## Text under study
Reply To: Hemispherectomy in Adults

  • Luke Haskett

    March 1, 2024 at 5:24 pm

    Hi Whit,

    There’s a lot of food for thought in what you write and I appreciate the consideration. I have myself pondered this wider point myself often – that being, the extent to which the neuroscience and the philosophy should literally coincide or whether the metaphor stands irrespective of the empirical data. To me, the great strength of his work is the vast and substantial amount of empirical data that is knitted together to form the whole. It is also very compelling to be able to refer to healthy ways of being and thinking and feeling by explicit reference to the very structure of the brain itself. In it’s essence, the fact that the holding of contradiction might be built into that structure, metaphorically and literally, is why i keep returning to Iain’s work.

    My feeling is this paper/work on hemispherectomy in adults should fit within the hypothesis as much as any of the other data, of which there is abundant amounts, that concerns hemisphere functioning. This procedure is fascinating at the very least and I don’t remember it being referred to in Iain’s work? I see these rare patients as offering yet more evidence, distinct from split brain patients, that might inform our understanding.

    My suspicion is the tests performed on these patients before and after are exceedingly basic and do not capture more sophisticated cognitive and emotional deficits.

    Thanks again for your thoughts. It is in itself, I think, quite remarkable if our brains are able to move all meaningful functions over to one hemisphere in the event of catastrophic unilateral epilepsy, regardless of which side has it.

## Required action A
Summarize the forum reply in two sentences.
## Required action B
Retype the forum reply starting at "My suspicion is" and ending at "and emotional deficits.".

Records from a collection
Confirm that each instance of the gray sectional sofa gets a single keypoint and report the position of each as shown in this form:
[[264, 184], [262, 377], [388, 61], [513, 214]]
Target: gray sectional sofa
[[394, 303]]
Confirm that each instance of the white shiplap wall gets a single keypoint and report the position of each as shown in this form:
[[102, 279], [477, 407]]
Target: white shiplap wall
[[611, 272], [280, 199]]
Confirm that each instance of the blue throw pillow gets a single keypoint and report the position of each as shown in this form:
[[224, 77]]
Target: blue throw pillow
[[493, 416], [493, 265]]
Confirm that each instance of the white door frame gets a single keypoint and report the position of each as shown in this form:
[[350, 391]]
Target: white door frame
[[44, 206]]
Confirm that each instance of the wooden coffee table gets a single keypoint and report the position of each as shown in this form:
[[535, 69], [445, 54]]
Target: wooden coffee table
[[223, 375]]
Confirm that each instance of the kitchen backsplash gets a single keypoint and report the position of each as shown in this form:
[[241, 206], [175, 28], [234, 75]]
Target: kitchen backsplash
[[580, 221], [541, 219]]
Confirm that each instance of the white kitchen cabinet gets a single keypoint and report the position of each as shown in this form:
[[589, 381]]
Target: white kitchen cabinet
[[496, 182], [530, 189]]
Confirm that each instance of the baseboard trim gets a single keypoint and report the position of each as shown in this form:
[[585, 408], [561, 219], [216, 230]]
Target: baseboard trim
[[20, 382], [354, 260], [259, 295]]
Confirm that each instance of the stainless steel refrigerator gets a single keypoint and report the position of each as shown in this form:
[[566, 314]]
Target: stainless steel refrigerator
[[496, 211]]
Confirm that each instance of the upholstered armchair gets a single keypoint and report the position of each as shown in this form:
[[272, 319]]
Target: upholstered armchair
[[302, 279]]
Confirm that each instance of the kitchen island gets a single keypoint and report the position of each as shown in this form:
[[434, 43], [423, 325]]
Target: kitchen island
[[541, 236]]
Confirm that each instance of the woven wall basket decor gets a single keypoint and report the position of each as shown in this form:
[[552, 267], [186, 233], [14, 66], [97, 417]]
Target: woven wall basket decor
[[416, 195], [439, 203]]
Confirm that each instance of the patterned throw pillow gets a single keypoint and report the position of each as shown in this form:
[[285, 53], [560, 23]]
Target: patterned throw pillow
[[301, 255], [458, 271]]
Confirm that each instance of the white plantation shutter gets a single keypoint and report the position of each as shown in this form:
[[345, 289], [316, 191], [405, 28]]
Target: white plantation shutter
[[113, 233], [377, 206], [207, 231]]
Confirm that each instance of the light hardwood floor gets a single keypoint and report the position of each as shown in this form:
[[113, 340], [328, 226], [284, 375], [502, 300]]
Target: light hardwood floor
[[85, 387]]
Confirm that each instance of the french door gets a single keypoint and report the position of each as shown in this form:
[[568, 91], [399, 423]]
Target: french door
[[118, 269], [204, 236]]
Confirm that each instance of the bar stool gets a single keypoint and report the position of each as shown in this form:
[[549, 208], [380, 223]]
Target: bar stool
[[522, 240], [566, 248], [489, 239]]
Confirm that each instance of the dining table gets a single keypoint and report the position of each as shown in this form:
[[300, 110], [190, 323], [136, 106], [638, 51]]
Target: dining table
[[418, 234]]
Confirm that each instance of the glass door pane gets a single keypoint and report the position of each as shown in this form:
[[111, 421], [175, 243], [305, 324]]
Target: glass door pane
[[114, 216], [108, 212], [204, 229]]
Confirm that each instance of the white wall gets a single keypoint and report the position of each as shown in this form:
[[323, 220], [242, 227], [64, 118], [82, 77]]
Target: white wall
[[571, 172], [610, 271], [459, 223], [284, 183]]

## Your response A
Replying to Whit, Luke Haskett says the great strength of Iain's work is the vast amount of empirical data knitted into a whole, and that the idea that holding contradiction might be built into the brain's structure is why Haskett keeps returning to it. Haskett thinks the work on hemispherectomy in adults should fit within the hypothesis like any other data on hemisphere functioning, but suspects the before-and-after tests on these patients are too basic to capture more sophisticated cognitive and emotional deficits.

## Your response B
My suspicion is the tests performed on these patients before and after are exceedingly basic and do not capture more sophisticated cognitive and emotional deficits.